=== Text provided ===
>>>>>

A Primer on Bayesian Inference for Accounting Research: A Brief Explanation of MCMC Sampling

Show code

library(tidyverse)
library(broom)
library(patchwork)
library(cmdstanr)
source("../R/00-utils.R")
kable <- knitr::kable
theme_set(theme_prodgray())

1. Introduction

Consider the simulation in Section 2, of the paper:

\[y = a_0 + a_1 * x + \epsilon, \, \epsilon \sim N(0, \sigma)\] \[a_0 \sim N(0, 100)\] \[a_1 \sim N(0, 4)\] \[\sigma \sim Exponential(1/21)\] This note explains the basics of how this model is fit to the simulated data and how draws from the posterior distribution are generated.

Show code

set.seed(888)
n_samples <- 50
n_obs <- 50
x_fix <- rnorm(n = n_obs, 0, 1)
gen_data <- function(n) tibble(u = rnorm(n, 0, 20), x = x_fix, y = 1 + 2 * x_fix + u)

# gen samples
samples <- tibble(id = 1:n_samples)
samples$data <- map(rep.int(n_obs, n_samples), gen_data)
sample1 <- samples$data[[1]]
input_data <- list(
  y = sample1$y,
  x = sample1$x,
  N = nrow(sample1)
)

Show code

model_weak_priors <- cmdstan_model("../Stan/sim-wkinfo-priors.stan")

<<<<<

[Outline annotation records]
>>>>>

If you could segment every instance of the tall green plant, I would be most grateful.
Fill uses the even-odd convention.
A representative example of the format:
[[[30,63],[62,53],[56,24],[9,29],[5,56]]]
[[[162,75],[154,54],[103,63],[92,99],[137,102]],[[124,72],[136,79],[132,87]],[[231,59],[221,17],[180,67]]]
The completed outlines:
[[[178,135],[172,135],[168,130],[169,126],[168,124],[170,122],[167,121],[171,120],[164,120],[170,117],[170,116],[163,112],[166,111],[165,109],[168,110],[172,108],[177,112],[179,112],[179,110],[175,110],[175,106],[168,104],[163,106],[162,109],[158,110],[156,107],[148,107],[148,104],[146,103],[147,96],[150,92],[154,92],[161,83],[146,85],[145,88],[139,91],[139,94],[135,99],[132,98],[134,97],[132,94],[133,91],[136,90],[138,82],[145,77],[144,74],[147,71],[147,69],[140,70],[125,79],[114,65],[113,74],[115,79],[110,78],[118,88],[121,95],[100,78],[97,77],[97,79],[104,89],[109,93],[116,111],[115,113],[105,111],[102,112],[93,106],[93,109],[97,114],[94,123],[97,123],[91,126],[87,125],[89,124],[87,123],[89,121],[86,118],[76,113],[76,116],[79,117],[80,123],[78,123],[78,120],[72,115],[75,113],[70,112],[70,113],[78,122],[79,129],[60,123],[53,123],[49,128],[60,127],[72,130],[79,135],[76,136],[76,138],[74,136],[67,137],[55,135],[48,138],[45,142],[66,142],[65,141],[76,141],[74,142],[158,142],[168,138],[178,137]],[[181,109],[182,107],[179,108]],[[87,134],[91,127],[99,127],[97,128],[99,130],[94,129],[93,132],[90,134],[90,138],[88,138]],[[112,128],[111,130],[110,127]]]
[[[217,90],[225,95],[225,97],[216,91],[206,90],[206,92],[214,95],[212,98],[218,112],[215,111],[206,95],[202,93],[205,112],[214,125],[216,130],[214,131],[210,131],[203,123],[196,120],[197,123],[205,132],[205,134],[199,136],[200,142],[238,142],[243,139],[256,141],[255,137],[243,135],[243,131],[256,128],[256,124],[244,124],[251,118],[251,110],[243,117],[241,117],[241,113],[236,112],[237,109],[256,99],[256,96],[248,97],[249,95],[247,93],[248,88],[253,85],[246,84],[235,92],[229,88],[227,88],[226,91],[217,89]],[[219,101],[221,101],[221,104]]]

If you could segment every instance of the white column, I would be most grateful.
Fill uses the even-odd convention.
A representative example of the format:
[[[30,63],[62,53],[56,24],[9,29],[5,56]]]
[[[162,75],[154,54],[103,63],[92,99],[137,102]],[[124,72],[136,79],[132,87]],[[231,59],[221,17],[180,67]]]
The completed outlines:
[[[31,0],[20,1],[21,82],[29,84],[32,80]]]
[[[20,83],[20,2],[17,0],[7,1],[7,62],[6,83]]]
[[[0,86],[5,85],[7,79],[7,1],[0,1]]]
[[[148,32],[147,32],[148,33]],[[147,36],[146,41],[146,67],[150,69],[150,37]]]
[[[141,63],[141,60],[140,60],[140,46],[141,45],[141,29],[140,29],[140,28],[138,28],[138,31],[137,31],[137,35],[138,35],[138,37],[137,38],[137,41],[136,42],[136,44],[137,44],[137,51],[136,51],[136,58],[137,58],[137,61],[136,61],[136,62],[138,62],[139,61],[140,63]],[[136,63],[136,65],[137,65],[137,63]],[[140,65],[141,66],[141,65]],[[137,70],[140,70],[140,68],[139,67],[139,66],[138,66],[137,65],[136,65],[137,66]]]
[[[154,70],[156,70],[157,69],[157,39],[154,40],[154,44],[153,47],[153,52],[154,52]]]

<<<<<

=== Objective ===
In the Bayesian inference primer, write out the passage from "1. Introduction" up to and including "2 * x_fix + u)", keeping every character unchanged.

=== Solution to this task ===
1. Introduction

Consider the simulation in Section 2, of the paper:

\[y = a_0 + a_1 * x + \epsilon, \, \epsilon \sim N(0, \sigma)\] \[a_0 \sim N(0, 100)\] \[a_1 \sim N(0, 4)\] \[\sigma \sim Exponential(1/21)\] This note explains the basics of how this model is fit to the simulated data and how draws from the posterior distribution are generated.

Show code

set.seed(888)
n_samples <- 50
n_obs <- 50
x_fix <- rnorm(n = n_obs, 0, 1)
gen_data <- function(n) tibble(u = rnorm(n, 0, 20), x = x_fix, y = 1 + 2 * x_fix + u)